#### [Document text]

:::::

Self-help: no outcomes, no news, no hurry

by Wolf Pascoe on May 13, 2011

self-help deskIn my small study sits an old, upright, mahogany desk I inherited from my parents. The writing surface swings down, revealing a theatrical-looking alcove surrounded, rainbow-like, by a warren of cubbies, curved drawers and tiny locked cabinets. The whole effect reminds me a little of the stage in Shakespeare’s Globe. It’s not hard to imagine miniature figures arrayed in the alcove and cubbyhole above playing, say, the balcony scene from Romeo and Juliet.

Overlooking the topmost cubby, supported by two pillars, a roof juts out. I call it the Heavens. On it I have plastered various Post-Its with scribbled injunctions such as:

No outcomes. No news. No hurry.

Ceaselessly I find myself digging for operating wisdom, any words to bring direction and still my beating mind. It’s a fools errand, like trying to bottle the wind. Here is what the Buddha says on his Post-It:

Each morning we are born again.

Here we have the prophet Micah (6:8):

It hath been told thee, o mortal, what doth the Lord require of thee, only to do justice, love mercy, and walk humbly with thy God.

But next to him is Lao Tse, sowing doubt:

The Tao that can be told is not the Eternal Tao. The name that can be named is not the eternal name.

As if that weren’t enough, now comes Ecclesiastes:

Then said I in my heart, As it happeneth to the fool, so it happeneth even to me; and why was I then more wise?

:::::

#### [Data for this task]
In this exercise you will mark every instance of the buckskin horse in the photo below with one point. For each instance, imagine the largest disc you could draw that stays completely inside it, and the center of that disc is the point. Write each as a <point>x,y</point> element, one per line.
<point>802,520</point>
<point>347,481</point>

:::::

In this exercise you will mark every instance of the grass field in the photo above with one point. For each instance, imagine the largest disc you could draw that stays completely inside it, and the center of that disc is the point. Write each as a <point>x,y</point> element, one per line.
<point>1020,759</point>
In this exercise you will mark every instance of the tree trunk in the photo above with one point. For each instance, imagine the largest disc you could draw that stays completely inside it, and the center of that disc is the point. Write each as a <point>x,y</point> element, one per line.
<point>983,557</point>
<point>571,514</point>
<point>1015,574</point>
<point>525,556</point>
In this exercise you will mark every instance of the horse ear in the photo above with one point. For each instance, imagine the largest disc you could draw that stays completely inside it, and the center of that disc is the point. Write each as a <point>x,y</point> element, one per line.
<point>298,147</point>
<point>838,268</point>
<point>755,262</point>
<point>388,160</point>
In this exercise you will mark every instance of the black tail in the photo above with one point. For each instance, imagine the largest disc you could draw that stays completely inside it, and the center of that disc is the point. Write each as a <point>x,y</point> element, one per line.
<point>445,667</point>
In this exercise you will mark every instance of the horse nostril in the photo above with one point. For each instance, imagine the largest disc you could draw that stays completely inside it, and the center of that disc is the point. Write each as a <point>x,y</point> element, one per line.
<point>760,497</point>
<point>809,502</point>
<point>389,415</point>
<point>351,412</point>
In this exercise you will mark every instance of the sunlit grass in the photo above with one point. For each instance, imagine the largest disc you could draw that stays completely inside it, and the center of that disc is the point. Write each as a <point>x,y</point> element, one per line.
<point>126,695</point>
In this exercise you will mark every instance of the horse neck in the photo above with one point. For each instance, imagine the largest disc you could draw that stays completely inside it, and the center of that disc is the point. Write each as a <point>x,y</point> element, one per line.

:::::

#### [Directive A]
Multiply every point coordinate in the answers by 0.4, rounding to whole numbers with halves going up. Reproduce only the entries that begin at the line containing "In this exercise you will mark every instance of the buckskin" and end after the line containing "<point>347,481</point>", request included.
#### [Directive B]
Carry on the self-help essay about the desk and its Post-It notes from its last sentence.
The text and the two blocks of entries were drawn from different sources.

#### [Result A]
In this exercise you will mark every instance of the buckskin horse in the photo below with one point. For each instance, imagine the largest disc you could draw that stays completely inside it, and the center of that disc is the point. Write each as a <point>x,y</point> element, one per line.
<point>321,208</point>
<point>139,192</point>

#### [Result B]
Ecclesiastes might well have said,

The Internet is full of answers. Yet all the answers run into the sea, and the sea is not full.


Franklin Autobiography self-helpThere have been two original, American contributions to world literature: the short story and the self-help book. The short story began with Poe and the self-help book started even earlier, with Franklin. There is a direct line from Zen Habits that travels back to Franklin’s Autobiography. It meanders through Godin, Covey, Chopra, Peck, Carnegie, Peale, Eddy, and practically anyone else you’d care to name. Currently, Amazon lists 129,592 books under the category of self-help. I’ve read them all.

Last week, I stumbled on an essay with the intriguing title, Avoid News. “We are so well informed and yet we know so little,” it begins. “Why?” Because news is addicting and irrelevant, misleads and manipulates, limits understanding, inhibits thinking, increases cognitive error, kills creativity, makes us passive, wastes time, costs too much, and stresses the body for no good reason. That’s why.

I decided to add “no news,” to my catalog of Post-Its, and threw in “no outcomes” and “no hurry” for good measure.

If only it were that simple. All the answers run into the sea, and the sea is not full.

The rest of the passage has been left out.